Activity list:
[1] Name every group of people that the high school redesign passage says its public engagement process reached.
[2] According to the high school redesign passage, what has the BPS adopted as its North Star?
[3] Write the next part of the high school redesign passage, picking up after its final sentence.

Exercise passage:
····················
High School Redeisgn

Crafting a Future Vision

Boston Public Schools students are the leaders, scholars, entrepreneurs, advocates and innovators of tomorrow. Boston families deserve nothing less than a world-class innovative education system with welcoming schools that are working to transform the lives of all our children. The job of BPS is to prepare its graduates to be productive, successful workers and citizens.

High School Redesign

Today, a quality secondary education is not available to all Boston students. Many of our high schools need to update their teaching and learning approaches to provide the tools necessary for success in postsecondary education, career and life. Boston’s High School Redesign (HSReD) Initiative was created by the BPS and the City of Boston to address these challenges.

In its first phase, HSReD aimed to build a shared community vision for the defining elements of a high-quality, modern high school learning experience. A six-month public engagement process that reached more than 2,000 students, teachers, administrators, parents and other community members gathered thoughts and feedback on what students should know and ideas about what schools of the future should offer. A set of design principles were created to guide the initial work. A number of pilot projects commenced across the district and were used to inform phase two including a design process at Madison Park Technical Vocational High School and a student-led high school redesign book published at Margarita Muniz Academy in partnership with 826 Boston.

During the second phase, the Boston Opportunity Agenda worked with the BPS, the Mayor’s Office and a wide variety of stakeholders to create a citywide definition of College, Career and Life Readiness. The definition builds on the HsReD principles and ties them to tangible outcomes by providing a framework for describing not only what a student should be able to do but also the experiences that are necessary to build those competencies. The BPS has adopted the definition as its North Star.
····················
(Data excerpts)
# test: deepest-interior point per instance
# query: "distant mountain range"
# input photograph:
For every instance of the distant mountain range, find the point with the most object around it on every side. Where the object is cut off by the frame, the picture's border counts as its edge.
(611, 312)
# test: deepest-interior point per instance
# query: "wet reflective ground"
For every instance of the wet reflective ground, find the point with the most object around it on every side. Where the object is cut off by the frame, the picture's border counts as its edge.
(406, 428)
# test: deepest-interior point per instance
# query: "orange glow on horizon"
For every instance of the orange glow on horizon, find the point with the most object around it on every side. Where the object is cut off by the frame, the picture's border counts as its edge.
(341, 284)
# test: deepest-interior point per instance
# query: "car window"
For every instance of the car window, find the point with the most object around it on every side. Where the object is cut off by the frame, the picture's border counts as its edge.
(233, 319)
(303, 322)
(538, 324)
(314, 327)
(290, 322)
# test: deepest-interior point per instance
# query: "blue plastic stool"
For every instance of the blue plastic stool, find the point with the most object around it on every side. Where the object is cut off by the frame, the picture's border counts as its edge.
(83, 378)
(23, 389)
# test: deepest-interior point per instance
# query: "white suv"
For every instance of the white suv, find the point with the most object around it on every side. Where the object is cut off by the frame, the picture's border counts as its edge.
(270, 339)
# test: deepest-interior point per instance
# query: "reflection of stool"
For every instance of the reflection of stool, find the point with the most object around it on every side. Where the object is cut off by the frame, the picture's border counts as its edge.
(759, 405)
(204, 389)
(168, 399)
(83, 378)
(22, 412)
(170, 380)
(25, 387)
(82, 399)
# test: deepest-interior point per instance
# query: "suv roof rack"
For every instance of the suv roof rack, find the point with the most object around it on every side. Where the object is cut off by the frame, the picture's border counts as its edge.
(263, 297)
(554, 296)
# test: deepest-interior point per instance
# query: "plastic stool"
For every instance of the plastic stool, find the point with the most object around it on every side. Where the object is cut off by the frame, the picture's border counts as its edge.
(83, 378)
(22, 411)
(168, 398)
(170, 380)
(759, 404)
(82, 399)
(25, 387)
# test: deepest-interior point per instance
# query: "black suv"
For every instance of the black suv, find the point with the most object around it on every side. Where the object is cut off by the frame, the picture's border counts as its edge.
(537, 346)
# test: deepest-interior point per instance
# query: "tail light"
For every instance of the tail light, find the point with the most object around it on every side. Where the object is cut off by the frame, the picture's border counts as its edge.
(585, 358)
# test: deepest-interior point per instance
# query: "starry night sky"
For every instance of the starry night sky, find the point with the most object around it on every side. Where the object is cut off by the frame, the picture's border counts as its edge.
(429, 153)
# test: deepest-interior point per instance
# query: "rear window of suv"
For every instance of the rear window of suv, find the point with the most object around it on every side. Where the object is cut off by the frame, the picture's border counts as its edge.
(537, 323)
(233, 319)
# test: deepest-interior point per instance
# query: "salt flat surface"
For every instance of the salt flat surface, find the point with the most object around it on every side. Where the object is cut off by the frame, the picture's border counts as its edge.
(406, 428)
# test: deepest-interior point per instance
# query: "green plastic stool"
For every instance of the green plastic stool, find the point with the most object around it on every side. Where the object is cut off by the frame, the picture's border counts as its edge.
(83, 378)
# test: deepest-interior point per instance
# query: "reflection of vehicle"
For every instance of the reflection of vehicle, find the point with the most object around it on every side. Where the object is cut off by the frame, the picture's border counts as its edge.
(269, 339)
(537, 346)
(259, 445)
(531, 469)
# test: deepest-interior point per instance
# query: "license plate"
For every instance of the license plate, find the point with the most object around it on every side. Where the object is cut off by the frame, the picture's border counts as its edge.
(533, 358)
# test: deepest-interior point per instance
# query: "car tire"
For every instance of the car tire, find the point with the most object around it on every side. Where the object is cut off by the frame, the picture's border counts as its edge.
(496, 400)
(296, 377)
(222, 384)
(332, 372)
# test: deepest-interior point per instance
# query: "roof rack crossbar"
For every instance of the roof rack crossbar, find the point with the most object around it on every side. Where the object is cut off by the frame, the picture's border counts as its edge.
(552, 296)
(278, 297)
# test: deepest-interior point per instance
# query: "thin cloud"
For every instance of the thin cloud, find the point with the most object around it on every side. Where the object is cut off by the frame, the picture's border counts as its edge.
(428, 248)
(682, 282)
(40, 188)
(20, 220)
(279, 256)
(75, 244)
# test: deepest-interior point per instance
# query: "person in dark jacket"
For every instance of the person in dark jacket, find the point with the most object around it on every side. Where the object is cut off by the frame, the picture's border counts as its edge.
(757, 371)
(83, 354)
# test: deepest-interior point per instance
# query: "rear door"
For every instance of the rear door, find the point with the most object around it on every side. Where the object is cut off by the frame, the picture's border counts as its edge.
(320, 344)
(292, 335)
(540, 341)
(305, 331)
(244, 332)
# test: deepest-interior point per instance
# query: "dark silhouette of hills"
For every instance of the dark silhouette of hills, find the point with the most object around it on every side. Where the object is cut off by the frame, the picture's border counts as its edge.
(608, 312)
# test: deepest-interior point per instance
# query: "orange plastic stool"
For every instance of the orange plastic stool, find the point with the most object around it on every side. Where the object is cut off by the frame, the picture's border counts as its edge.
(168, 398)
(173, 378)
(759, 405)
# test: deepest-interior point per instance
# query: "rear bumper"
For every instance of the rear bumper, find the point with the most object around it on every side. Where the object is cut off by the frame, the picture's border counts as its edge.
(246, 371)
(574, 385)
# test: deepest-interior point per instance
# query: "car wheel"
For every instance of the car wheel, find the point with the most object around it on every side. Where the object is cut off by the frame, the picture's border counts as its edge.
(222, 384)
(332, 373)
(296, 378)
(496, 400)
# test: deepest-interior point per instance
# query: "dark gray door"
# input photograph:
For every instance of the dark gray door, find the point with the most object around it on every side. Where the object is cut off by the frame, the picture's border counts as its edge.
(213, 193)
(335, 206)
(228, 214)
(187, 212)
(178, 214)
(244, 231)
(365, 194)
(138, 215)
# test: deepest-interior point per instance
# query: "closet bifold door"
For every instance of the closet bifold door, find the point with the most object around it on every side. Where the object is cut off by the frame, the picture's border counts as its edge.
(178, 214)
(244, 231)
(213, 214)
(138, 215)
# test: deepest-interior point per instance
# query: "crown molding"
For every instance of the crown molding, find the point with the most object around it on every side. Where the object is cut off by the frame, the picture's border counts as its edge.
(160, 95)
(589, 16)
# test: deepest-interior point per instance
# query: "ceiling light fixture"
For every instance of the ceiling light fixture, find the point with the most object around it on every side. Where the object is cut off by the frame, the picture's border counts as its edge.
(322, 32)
····················
Answer section:
[1] students, teachers, administrators, parents, other community members

[2] The BPS has adopted the citywide definition of College, Career and Life Readiness as its North Star.

[3]
Throughout the initial period of public engagement around HSReD and the work to create a citywide definition of College, Career and Life Readiness, there has also been significant attention to increasing the rigor of high school academic instruction, expanding meaningful student engagement with Career Technical Education, and continuing to create opportunities for college and career exploration. Several high schools are introducing (or expanding) the use of Project-Based Learning, standards-based performance tasks to assess student learning, and new career technical education programming. This work is outlined below. There has been an explosion of interest in creating dual enrollment opportunities for students with local two- and four-year colleges. Finally, planning and early implementation of several “Linked Learning” pathways and for creating three new school designs has begun.

Simultaneously, the BPS is currently engaging in a planning and landscape analysis focused on how to support off track youth to persist through secondary school. They have been working with the Parthenon Group to analyze the educational pathways of on and off track high school students and to explore options for how to strengthen outcomes for students who have fallen off track to graduate. BPS also worked with Springpoint to identify and catalogue activities, programs and initiatives at local high schools that support students through to graduation and include exploration of post-secondary options. Together the actions taken to date are laying a foundation for system and school based changes that will support increased engagement in school and stronger outcomes for all youth that will be pursued over the next several years.

The current phase of HSReD combines improvement strategies, redesign initiatives and innovation initiatives. It includes central office and system changes, new supports and strategies for existing high schools and the development of new program models. For the most part, it is not about launching new schools. While much emphasis has been placed on this around the country, launching a new school does not necessarily result in the broader system changes and innovations that improve high school learning for all students.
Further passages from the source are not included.